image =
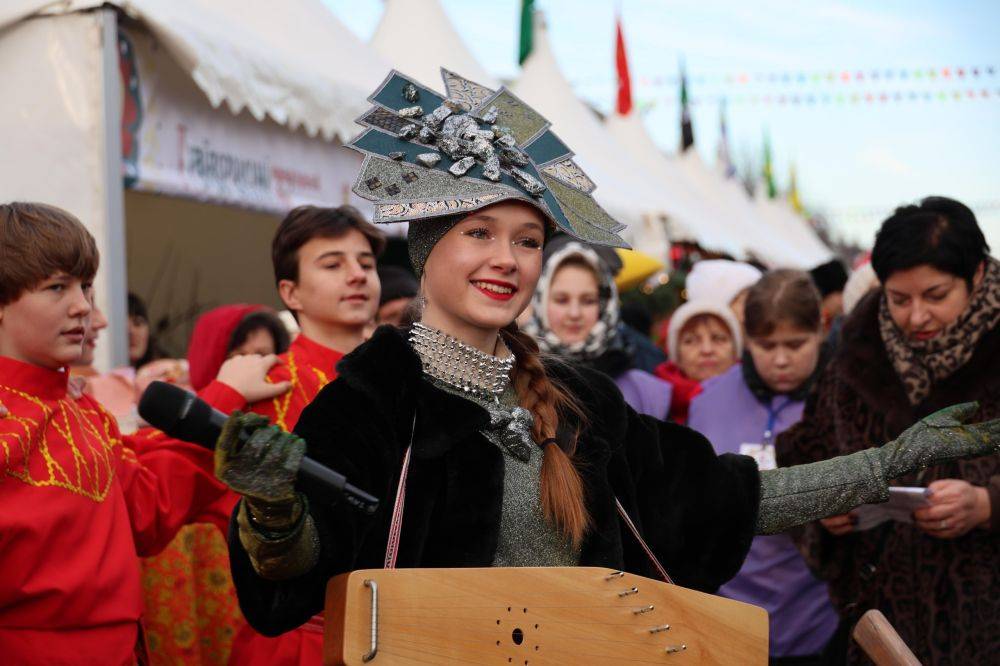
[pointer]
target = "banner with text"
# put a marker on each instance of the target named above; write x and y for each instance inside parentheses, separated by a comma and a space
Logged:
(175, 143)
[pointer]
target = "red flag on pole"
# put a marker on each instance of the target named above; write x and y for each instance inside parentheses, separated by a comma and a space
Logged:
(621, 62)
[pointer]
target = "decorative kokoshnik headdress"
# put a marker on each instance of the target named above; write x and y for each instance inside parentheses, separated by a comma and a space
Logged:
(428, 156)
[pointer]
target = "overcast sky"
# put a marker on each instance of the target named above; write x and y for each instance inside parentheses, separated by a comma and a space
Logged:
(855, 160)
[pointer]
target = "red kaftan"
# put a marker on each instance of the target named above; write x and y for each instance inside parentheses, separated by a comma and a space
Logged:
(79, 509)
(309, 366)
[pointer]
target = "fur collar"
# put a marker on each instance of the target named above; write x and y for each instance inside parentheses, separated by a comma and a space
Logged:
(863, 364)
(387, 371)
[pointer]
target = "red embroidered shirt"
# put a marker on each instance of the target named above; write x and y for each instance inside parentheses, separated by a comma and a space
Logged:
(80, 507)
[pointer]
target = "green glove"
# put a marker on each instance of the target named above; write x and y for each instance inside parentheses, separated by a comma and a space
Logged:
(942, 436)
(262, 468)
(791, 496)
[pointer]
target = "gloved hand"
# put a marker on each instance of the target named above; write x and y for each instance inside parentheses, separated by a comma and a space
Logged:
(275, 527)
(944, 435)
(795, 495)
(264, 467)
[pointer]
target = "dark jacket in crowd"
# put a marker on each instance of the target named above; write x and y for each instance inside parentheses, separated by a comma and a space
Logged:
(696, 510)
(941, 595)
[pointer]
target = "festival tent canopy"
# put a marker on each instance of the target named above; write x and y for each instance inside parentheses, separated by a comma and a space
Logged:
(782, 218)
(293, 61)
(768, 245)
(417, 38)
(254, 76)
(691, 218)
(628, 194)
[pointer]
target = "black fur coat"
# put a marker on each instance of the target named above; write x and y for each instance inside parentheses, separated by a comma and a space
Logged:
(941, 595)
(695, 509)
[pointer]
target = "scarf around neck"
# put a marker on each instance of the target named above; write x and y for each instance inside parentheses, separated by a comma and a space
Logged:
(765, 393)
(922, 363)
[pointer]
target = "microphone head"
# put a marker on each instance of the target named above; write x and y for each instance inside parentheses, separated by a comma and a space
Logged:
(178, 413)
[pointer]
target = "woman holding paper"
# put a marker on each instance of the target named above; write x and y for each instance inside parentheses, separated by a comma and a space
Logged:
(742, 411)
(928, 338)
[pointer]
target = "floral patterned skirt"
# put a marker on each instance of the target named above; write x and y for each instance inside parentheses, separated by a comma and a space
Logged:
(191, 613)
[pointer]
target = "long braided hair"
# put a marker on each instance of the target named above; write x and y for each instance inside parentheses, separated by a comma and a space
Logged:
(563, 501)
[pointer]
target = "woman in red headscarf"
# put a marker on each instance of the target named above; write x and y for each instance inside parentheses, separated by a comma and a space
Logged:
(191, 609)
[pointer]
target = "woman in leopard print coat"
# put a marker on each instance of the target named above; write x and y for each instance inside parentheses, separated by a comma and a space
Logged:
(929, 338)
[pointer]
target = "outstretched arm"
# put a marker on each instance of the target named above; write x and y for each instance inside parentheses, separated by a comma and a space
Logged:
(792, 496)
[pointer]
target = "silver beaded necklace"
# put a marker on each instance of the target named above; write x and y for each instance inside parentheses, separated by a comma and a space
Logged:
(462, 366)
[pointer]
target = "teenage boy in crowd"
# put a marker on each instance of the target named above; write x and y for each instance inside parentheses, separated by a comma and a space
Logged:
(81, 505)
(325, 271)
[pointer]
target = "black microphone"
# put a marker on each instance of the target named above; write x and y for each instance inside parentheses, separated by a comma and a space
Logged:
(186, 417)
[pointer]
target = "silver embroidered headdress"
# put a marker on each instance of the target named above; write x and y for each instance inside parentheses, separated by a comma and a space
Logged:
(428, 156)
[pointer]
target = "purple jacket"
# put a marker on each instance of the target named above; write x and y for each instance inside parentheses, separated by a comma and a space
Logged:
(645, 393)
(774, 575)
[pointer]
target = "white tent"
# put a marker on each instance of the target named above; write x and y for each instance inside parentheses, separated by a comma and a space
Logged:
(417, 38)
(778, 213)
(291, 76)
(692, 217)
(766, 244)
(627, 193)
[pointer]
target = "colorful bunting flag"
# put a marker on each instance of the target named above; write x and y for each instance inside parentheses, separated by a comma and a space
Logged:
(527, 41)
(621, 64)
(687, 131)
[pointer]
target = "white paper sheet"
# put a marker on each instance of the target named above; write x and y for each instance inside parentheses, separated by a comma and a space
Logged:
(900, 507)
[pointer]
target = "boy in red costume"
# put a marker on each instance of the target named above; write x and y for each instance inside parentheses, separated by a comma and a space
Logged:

§ §

문제 내용 = 위 항목에서 "paper"라는 단어가 들어간 줄을 빠짐없이 골라 모아 적으세요. 대문자와 소문자는 서로 다르게 봅니다.

정답 =
target = "woman holding paper"
target = "white paper sheet"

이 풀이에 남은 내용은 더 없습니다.